Die Ukraine erkennt auf der Krim ausgestellte russische Pässe nicht an und hielt die Fischer für mehrere Tage auf dem Schiff fest – neben fünf Tonnen faulendem Fisch. Den Besatzungsmitgliedern wurden die Pässe abgenommen, stattdessen bekamen sie Protokolle des Versuchs eines Grenzübertritts mit "ungültigen Dokumenten", weil Kiew sie als ukrainische Bürger betrachtete. 

Russland warf daraufhin der Ukraine "staatlich geförderte Piraterie" vor. Die Ukraine habe kein Recht, das Schiff zu stoppen, da es eine Vereinbarung zwischen beiden Staaten über die gemeinsame Nutzung der Straße von Kertsch und des Asowschen Meeres gebe, hieß es in einer Erklärung des Außenministeriums. Diese sei 2003 unterzeichnet und im April 2004 von den Parlamenten beider Länder ratifiziert worden, behaupteten die russischen Behörden.

Nach fünf Tagen wurden jedoch neun Crewmitglieder gegen Kaution freigelassen. Allerdings konnten die meisten von ihnen lange Zeit nicht nach Russland zurück. Zwei Fischer konnten noch im April über die weißrussische Grenze nach Russland gelangen. Die anderen wurden erst am 30. Oktober gegen sieben ukrainische Fischer ausgetauscht, die zuvor wegen illegalen Schollenfangs vor der Krimküste von den russischen Behörden festgehalten wurden. Laut Russlands Menschenrechtsbeauftragter Tatjana Moskalkowa hat der Austausch russischer Seeleute gegen ukrainische Fischer bewiesen, dass ein Dialog mit der ukrainischen Seite und eine vernünftige Lösung der Frage möglich sind.

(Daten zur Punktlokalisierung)
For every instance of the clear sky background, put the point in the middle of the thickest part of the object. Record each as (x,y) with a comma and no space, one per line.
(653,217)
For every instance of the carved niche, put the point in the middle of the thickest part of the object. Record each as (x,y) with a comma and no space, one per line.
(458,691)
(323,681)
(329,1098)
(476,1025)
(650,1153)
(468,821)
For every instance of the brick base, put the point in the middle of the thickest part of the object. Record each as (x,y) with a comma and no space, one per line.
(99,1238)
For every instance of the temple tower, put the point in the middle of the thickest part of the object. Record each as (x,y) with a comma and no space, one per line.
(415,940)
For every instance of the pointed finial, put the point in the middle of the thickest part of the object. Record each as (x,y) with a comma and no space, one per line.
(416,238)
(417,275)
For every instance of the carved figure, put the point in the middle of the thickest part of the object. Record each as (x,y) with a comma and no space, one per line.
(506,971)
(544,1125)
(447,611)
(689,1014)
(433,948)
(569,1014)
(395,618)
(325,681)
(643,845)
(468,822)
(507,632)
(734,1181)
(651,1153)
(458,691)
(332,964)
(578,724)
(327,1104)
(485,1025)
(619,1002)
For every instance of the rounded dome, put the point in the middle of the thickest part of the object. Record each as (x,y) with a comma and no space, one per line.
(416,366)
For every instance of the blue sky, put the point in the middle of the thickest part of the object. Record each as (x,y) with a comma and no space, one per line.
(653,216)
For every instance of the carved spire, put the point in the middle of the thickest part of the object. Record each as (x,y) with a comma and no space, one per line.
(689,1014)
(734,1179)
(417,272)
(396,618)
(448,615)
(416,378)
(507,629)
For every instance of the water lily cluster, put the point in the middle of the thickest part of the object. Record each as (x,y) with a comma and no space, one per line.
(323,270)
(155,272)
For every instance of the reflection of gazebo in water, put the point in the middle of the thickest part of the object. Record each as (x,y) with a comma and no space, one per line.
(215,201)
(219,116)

▶ [Aufgabe 1] Nenne in der Reihenfolge des Textauszugs alle Angaben, die eine Zahl enthalten, jeweils mit dem Wort, auf das sich die Zahl bezieht.
▶ [Aufgabe 2] Führe den Textauszug über die festgehaltenen Fischer nach seinem letzten Satz fort.

▶ [Lösung 1]
- fünf Tonnen (faulender Fisch)
- 2003 (Unterzeichnung der Vereinbarung)
- im April 2004 (Ratifizierung)
- nach fünf Tagen
- neun Crewmitglieder
- zwei Fischer
- am 30. Oktober
- sieben ukrainische Fischer

▶ [Lösung 2]
Die russischen Matrosen und ihr Kapitän beklagten jedoch ständige Erniedrigungen seitens des ukrainischen Grenzschutzpersonals und der Mitarbeiter des ukrainischen Inlandsgeheimdienstes SBU sowie die Unterlassung medizinischer Hilfeleistung für Bedürftige – nach dem Schiffsarrest hätten der Kapitän und ein Matrose eine hypertensive Krise (eine Blutdruck-Entgleisung mit extrem hohen Werten) erlitten, doch man habe ihnen ärztliche Hilfe verweigert.

Den Kapitän des Schiffes "Nord", Wladimir Gorbenko, lassen die ukrainischen Behörden bis heute nicht frei, ihm drohen bis zu fünf Jahre Haft. Die anberaumte erste Gerichtsverhandlung am 7. November wurde vorerst verschoben. Der Fischkutter bleibt ebenso im Gewahrsam der Ukraine. Die ukrainischen Behörden wollen ihn mit einem Startpreis von ungefähr 60.000 Dollar versteigern.

Der russische Präsident erinnerte während seiner Pressekonferenz nach dem G20-Gipfel in Buenos Aires an diesen Vorfall. Auf die Forderung, die 24 am 25. November in der Straße von Kertsch festgenommenen ukrainischen Marinesoldaten freizulassen, entgegnete er:

Was die Rückgabe von Schiffen und Mariensoldaten anbelangt, wollen wir an jene russischen Fischer erinnern, die im Asowschen Meer ohne jeden Grund inhaftiert wurden.

Zudem betonte der russische Staatschef, der Vertrag von 2003 sehe eine fünf Kilometer breite Zone als Territorialgewässer vor. Der restliche Teil des Meeres gelte als gemeinsames Territorium, unter anderem auch zur wirtschaftlichen Nutzung. "Die Fischer sind nicht einmal in der Fünf-Kilometer-Zone gewesen. Sie wurden einfach festgenommen. Der Kapitän wird immer noch dort festgehalten, ohne jeden Grund. Das ist einfach Willkür", so Putin.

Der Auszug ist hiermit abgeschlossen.